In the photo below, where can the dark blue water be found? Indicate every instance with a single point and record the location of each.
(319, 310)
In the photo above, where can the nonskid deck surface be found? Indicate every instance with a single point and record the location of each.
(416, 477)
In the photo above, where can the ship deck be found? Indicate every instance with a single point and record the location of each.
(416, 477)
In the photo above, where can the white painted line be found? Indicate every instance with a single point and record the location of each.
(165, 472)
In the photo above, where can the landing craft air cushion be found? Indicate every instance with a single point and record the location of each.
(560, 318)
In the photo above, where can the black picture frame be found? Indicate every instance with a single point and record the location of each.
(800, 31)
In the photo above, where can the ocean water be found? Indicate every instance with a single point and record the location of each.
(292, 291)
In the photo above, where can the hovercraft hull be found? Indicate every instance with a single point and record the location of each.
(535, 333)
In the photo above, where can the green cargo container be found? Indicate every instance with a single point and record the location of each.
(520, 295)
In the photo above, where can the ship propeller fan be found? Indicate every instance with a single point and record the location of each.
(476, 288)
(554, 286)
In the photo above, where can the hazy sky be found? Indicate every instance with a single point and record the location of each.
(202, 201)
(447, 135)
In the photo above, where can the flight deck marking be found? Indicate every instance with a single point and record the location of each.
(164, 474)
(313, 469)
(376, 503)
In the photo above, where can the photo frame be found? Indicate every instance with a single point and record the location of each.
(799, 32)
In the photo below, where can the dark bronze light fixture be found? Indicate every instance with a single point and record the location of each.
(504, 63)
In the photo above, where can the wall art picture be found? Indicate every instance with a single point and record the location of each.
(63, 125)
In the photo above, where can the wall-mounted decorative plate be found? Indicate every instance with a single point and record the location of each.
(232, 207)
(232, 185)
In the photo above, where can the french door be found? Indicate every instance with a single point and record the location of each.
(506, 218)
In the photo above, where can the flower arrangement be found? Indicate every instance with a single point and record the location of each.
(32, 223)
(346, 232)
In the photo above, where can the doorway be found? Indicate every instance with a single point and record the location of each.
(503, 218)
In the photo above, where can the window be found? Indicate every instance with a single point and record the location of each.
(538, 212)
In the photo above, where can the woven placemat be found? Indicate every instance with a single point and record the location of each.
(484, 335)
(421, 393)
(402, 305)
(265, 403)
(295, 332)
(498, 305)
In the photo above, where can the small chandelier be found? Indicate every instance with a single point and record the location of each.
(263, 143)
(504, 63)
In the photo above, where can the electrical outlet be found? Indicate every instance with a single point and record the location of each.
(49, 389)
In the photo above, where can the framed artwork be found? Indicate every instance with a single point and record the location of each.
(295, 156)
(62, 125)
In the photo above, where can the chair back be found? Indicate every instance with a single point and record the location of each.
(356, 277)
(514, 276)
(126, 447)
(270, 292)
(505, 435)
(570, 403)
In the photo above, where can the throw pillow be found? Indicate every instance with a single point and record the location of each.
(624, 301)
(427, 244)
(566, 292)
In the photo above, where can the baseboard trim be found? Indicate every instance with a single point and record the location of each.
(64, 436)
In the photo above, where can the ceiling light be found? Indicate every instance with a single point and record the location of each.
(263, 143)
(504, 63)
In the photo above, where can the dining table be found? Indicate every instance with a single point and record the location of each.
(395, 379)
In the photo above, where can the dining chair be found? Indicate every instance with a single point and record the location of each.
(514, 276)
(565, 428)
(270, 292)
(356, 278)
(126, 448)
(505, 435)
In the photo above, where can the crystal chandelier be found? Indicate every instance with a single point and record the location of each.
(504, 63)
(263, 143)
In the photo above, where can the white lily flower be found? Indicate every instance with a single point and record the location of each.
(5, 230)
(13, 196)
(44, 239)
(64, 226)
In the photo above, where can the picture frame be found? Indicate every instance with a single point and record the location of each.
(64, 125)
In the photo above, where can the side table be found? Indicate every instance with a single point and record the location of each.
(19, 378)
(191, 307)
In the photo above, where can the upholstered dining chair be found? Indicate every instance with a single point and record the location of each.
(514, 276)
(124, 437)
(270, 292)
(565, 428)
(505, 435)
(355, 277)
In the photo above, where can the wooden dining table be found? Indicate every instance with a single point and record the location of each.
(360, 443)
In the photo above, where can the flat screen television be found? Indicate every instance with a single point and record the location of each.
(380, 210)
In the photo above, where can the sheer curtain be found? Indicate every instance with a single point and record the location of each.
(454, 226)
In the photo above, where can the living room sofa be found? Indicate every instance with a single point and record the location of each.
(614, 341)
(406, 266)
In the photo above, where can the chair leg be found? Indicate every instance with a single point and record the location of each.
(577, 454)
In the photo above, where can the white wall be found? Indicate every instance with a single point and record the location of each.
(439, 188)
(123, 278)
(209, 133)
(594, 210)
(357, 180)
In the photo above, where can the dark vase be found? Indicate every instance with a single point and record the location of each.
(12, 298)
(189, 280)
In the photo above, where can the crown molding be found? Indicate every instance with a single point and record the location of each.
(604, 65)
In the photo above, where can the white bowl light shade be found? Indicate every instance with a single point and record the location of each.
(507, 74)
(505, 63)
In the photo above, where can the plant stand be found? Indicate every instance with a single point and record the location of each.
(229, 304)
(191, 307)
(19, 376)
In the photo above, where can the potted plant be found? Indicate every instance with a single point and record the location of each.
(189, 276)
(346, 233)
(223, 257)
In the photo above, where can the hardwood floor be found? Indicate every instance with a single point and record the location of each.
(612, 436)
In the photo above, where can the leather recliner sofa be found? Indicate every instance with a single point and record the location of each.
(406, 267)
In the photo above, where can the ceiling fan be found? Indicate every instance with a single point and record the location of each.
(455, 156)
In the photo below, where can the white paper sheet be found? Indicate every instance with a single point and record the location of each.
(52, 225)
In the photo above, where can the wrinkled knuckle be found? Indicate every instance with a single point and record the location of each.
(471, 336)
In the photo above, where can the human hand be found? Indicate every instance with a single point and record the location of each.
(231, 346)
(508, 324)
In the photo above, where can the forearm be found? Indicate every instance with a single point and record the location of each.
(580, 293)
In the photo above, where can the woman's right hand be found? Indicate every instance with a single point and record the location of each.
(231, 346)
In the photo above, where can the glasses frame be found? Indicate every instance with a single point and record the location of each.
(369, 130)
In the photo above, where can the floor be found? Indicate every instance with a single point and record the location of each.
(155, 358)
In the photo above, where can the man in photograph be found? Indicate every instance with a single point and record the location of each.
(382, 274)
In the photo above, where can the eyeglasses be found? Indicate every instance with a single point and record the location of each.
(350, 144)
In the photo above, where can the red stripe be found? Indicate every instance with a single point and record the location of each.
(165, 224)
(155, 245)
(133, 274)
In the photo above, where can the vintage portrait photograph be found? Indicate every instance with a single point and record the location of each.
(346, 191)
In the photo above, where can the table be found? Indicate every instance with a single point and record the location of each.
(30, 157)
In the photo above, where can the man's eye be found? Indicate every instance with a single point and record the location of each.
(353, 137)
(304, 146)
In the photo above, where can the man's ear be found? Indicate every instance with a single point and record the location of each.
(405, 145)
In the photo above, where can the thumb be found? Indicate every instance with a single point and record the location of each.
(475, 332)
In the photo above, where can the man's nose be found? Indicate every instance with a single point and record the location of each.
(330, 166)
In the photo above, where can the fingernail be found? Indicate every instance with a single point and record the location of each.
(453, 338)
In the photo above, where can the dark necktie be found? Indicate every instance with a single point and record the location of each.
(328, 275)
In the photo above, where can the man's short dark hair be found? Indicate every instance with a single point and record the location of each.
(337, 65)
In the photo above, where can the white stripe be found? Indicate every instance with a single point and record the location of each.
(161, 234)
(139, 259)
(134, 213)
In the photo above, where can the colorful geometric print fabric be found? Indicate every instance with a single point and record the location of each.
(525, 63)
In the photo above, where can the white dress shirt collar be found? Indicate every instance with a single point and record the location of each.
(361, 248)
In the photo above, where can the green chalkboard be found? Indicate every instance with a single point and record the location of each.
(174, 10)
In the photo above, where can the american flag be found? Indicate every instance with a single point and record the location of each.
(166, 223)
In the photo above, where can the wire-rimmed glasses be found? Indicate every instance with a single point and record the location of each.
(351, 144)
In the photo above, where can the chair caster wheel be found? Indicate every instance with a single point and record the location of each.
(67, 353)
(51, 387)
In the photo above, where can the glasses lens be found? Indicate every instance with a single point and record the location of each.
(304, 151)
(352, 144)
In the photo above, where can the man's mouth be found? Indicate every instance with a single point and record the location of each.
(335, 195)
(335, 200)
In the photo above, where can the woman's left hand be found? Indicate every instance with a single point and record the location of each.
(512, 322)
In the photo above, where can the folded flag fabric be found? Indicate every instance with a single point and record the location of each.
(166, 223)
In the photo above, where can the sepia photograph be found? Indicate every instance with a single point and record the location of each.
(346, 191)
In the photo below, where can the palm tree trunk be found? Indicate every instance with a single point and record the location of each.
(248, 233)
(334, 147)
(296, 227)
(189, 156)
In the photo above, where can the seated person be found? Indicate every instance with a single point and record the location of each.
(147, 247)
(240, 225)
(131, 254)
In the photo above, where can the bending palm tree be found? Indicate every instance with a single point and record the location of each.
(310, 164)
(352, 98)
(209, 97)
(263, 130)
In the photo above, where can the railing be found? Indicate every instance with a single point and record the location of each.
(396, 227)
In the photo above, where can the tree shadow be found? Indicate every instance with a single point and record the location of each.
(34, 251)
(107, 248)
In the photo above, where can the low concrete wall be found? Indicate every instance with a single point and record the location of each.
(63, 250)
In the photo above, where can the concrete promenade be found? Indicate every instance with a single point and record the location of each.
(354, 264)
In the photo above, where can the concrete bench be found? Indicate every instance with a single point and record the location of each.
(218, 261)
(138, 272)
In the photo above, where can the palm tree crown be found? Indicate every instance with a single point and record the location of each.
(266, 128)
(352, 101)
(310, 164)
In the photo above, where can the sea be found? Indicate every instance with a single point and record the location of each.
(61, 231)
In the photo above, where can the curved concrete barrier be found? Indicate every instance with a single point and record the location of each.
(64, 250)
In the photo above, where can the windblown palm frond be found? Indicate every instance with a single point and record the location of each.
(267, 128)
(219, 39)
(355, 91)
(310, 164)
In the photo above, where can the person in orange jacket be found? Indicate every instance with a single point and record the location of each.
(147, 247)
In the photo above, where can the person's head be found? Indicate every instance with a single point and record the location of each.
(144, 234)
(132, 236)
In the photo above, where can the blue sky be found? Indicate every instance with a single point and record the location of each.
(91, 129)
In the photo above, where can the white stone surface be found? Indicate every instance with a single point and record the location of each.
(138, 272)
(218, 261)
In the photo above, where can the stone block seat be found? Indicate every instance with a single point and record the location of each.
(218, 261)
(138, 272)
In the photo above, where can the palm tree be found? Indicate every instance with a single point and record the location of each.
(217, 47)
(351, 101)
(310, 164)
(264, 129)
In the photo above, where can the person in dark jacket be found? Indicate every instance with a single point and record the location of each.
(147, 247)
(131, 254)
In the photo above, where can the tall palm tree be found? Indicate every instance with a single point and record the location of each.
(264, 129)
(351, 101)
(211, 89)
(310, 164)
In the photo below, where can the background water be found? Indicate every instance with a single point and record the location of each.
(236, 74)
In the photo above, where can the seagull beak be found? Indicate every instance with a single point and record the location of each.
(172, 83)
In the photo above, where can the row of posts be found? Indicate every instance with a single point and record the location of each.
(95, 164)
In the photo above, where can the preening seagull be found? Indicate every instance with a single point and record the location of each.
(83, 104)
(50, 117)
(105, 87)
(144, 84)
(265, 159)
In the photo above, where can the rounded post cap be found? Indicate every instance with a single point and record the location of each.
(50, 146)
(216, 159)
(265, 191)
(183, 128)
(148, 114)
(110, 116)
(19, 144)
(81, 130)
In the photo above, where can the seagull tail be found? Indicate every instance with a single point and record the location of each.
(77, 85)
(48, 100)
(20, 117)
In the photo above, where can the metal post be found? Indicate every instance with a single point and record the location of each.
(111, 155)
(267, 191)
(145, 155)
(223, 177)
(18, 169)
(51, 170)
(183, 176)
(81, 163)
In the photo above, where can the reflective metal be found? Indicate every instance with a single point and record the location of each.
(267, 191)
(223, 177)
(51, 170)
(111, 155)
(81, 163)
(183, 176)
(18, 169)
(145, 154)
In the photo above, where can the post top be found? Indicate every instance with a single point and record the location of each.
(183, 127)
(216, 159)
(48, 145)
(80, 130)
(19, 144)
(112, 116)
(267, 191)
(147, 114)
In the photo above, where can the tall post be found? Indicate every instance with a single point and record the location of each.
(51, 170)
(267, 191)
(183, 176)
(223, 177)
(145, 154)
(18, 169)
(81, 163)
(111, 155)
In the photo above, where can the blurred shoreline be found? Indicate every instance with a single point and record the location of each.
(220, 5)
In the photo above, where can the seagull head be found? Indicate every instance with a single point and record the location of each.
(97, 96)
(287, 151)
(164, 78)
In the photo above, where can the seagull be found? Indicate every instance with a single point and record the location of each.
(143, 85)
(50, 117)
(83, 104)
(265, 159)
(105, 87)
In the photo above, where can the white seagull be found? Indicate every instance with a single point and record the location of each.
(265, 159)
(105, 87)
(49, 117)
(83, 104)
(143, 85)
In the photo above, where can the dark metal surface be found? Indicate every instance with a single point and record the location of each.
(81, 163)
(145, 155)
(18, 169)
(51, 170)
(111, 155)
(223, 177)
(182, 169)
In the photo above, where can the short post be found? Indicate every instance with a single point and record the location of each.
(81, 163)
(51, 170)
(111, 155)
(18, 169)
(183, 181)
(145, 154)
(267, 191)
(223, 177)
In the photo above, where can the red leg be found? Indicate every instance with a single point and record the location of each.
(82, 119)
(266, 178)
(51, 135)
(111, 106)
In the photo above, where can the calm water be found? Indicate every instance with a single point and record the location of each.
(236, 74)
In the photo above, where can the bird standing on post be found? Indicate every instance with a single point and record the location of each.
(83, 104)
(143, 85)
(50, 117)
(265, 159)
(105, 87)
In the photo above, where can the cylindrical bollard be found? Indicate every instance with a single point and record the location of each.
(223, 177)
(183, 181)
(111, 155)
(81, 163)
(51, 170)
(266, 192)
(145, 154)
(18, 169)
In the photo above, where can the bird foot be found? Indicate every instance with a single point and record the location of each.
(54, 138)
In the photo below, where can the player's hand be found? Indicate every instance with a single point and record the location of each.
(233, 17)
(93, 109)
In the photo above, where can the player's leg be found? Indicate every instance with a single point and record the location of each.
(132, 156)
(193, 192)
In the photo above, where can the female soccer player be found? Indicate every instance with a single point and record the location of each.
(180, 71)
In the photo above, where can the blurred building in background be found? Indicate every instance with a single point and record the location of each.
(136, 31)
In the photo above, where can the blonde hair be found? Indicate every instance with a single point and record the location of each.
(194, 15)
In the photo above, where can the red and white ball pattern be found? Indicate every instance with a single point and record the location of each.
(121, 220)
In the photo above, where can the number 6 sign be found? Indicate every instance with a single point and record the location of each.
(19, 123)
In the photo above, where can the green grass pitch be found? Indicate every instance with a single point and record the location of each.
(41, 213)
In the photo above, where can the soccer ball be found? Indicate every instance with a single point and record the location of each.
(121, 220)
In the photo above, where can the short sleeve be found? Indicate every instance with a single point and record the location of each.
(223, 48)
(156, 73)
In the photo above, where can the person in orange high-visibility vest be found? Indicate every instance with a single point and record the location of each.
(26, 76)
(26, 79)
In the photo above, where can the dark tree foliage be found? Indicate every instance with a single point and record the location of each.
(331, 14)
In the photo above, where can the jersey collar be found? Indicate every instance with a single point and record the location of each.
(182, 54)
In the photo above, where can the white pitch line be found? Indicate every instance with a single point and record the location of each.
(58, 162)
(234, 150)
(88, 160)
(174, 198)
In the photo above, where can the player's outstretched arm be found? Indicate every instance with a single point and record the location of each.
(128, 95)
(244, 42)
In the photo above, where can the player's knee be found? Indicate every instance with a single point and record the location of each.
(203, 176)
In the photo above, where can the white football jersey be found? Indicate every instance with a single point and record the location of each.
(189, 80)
----------
What you are asked to do
Transcribe the records above exactly, but only from the line that contains "In the photo above, where can the dark tree" through their final line, inclusive.

The response
In the photo above, where can the dark tree foliage be found? Indicate every instance with a single point and record the location of each.
(331, 14)
In the photo above, where can the jersey collar be found? Indicate every instance with a single point and record the location of each.
(182, 54)
In the photo above, where can the white pitch line be found? Indicate every instance with a single point and record the location of each.
(58, 162)
(234, 150)
(88, 160)
(174, 198)
In the photo above, where can the player's outstretched arm be found? Indicate every instance with a single point and record the location of each.
(128, 95)
(244, 42)
In the photo above, where can the player's knee be found? Indicate every instance with a single point and record the location of each.
(203, 176)
In the photo above, where can the white football jersey be found? Indicate every instance with a single point and record the location of each.
(189, 80)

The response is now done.